[Description of the task]:
Only the records, exactly as written, belong in the answer; pictures do not.
━━━━━ Exercise data
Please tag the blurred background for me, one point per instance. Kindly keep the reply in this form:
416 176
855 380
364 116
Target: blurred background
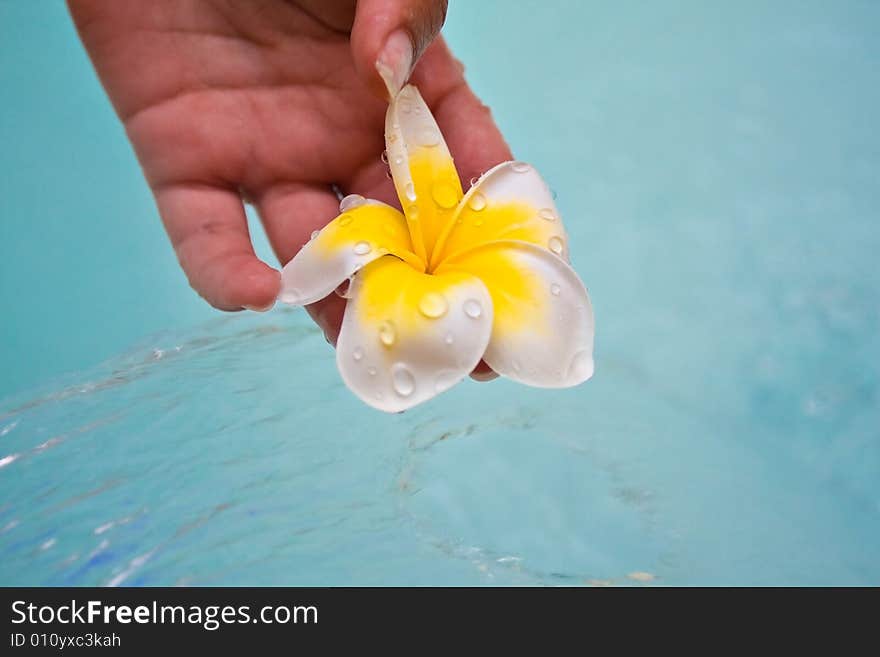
━━━━━━━━━━
[Output below]:
Please tag the blurred background for me, one point per instance. Kindly keep the reply in this form:
416 176
855 380
364 116
Target: blurred background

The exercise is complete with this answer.